**WHAT YOU HAVE TO DO:**
Quote every one of the records below word for word, keeping each line unchanged.

.....

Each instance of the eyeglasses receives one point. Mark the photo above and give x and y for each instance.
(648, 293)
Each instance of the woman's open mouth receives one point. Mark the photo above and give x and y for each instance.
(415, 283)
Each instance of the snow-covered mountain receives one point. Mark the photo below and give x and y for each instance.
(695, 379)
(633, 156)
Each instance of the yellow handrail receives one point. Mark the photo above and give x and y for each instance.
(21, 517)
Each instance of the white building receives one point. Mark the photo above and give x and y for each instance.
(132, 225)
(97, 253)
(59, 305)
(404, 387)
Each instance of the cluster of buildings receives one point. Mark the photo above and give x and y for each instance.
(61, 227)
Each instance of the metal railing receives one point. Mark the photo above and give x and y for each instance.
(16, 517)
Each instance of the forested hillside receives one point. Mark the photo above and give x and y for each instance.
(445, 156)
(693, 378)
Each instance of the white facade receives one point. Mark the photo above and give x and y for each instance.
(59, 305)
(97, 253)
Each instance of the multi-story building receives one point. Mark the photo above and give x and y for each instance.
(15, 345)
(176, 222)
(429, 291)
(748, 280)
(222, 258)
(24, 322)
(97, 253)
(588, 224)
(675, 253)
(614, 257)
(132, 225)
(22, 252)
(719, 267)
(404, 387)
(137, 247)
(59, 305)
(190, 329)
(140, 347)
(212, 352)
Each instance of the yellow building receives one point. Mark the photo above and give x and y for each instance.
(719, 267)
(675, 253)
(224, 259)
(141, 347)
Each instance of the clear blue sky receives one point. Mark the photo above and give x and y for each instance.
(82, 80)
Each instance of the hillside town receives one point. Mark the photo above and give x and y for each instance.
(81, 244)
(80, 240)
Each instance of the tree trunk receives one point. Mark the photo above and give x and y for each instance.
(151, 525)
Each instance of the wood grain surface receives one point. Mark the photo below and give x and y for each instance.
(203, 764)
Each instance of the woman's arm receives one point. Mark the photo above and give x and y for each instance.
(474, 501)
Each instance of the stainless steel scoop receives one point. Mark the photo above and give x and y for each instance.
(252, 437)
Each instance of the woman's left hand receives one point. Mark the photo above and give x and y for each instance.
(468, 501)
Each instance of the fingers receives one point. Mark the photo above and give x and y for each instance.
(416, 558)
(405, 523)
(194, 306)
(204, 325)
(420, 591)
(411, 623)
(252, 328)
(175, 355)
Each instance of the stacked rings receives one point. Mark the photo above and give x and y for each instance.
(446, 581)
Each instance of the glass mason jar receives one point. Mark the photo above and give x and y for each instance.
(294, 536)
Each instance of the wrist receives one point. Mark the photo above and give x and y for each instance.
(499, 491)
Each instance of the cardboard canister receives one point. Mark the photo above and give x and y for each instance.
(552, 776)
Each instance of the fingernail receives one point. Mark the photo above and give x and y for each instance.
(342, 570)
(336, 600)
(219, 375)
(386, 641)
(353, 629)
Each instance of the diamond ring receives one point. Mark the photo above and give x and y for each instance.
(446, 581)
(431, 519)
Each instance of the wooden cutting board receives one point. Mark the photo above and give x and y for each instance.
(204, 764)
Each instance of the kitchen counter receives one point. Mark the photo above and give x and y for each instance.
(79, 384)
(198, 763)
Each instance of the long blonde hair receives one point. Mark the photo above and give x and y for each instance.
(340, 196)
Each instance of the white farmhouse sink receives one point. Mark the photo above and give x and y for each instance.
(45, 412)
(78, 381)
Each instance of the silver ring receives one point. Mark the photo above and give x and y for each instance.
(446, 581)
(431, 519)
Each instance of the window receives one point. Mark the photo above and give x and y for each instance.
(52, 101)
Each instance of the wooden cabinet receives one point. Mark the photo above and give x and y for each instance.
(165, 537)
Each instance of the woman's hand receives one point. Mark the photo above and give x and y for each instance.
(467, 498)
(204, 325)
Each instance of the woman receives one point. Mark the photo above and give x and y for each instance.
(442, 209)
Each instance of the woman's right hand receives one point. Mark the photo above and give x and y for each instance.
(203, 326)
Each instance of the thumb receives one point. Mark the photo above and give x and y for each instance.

.....

**WRITTEN ANSWER:**
Each instance of the eyeglasses receives one point. Mark the photo above and give x and y for each instance.
(648, 293)
Each instance of the woman's open mouth receives one point. Mark the photo above and give x and y for each instance.
(415, 283)
Each instance of the snow-covered mountain receives one point. Mark the photo below and give x and y for each instance.
(695, 379)
(633, 156)
Each instance of the yellow handrail receives one point. Mark the photo above and give x and y for each instance.
(21, 517)
Each instance of the white building receives one point. Mark the photo above and give x and y for each instance.
(132, 225)
(97, 253)
(59, 305)
(404, 387)
Each instance of the cluster of buildings receives one point. Mark the photo above and give x and y for each instance.
(61, 227)
Each instance of the metal railing receives one point. Mark the photo above and give x and y for each instance.
(16, 517)
Each instance of the forested hillside receives one point. Mark the photo above and give x and y for each instance.
(445, 156)
(693, 378)
Each instance of the white facade receives one point. Mark the photo above and give x and y for each instance.
(59, 305)
(97, 253)
Each instance of the multi-story building receives one point. Mark the photo above and give x and y for each instance.
(15, 345)
(176, 222)
(429, 291)
(748, 280)
(222, 258)
(24, 322)
(97, 253)
(588, 224)
(675, 253)
(614, 257)
(132, 225)
(22, 252)
(719, 267)
(404, 387)
(137, 247)
(59, 305)
(190, 329)
(140, 347)
(212, 352)
Each instance of the yellow building receives one point. Mark the photo above and give x and y for each instance.
(719, 267)
(675, 253)
(224, 259)
(141, 347)
Each instance of the clear blue sky receives one point. Mark the photo above and give x and y for each instance.
(82, 80)
Each instance of the hillside town receives one point. Mark the photo above and give x and y for each instance.
(81, 244)
(80, 240)
Each instance of the tree trunk receives one point. Mark the photo above and give x and y for each instance.
(151, 525)
Each instance of the wood grain surface receives one point. Mark the photo below and give x and y for each instance.
(203, 764)
Each instance of the woman's arm receives one point. Mark the photo above and give x and y for each instance.
(474, 501)
Each instance of the stainless steel scoop receives one point. Mark the photo above and give x and y for each instance.
(252, 437)
Each instance of the woman's left hand receives one point. Mark the photo above and give x and y for each instance.
(468, 501)
Each instance of the fingers receives one point. Mark the photo above and give x and y for each instance.
(416, 558)
(405, 523)
(194, 306)
(204, 325)
(420, 591)
(411, 623)
(252, 328)
(175, 355)
Each instance of the stacked rings receives one point. Mark the photo above and give x and y for each instance.
(446, 581)
Each instance of the glass mason jar receives one point. Mark the photo above and give x and y for each instance.
(294, 536)
Each instance of the wrist receives one point. Mark the photo above and give x and y for each instance.
(499, 491)
Each instance of the cardboard canister receives one point. Mark the photo above and give x and y for each instance.
(552, 776)
Each instance of the fingernail receives one point. Mark the photo above and give x and y for each instance.
(342, 570)
(336, 600)
(219, 375)
(386, 641)
(353, 629)
Each instance of the diamond ring receives one point. Mark the photo above and give x and y for each instance.
(446, 581)
(431, 519)
Each instance of the wooden cutting board receives one point. Mark the photo above and give x and y for each instance.
(204, 764)
Each instance of the kitchen counter receives one point. Mark the photo above and give x and y for each instance.
(79, 384)
(198, 763)
Each instance of the long blonde hair receives one point. Mark the photo above and give x and y for each instance.
(340, 196)
Each instance of the white farmhouse sink receives one point. Mark the photo above and give x and y for each instance.
(45, 412)
(78, 381)
Each instance of the silver ring receives one point. Mark the photo above and give x and y for each instance.
(446, 581)
(431, 519)
Each instance of the window receives one point. Mark the photo above and give x and y for each instance.
(52, 101)
Each instance of the wooden cabinet receives one point. Mark the photo above and give x and y for each instance.
(165, 537)
Each instance of the woman's hand receives one point. Mark the photo above and give x and y for each instance.
(467, 498)
(204, 325)
Each instance of the woman receives one point. Mark the photo above and give x and y for each instance.
(442, 209)
Each instance of the woman's right hand receives one point. Mark the photo above and give x and y for each instance.
(203, 326)
Each instance of the thumb receives one point. Mark the photo above and give x and y for each instance.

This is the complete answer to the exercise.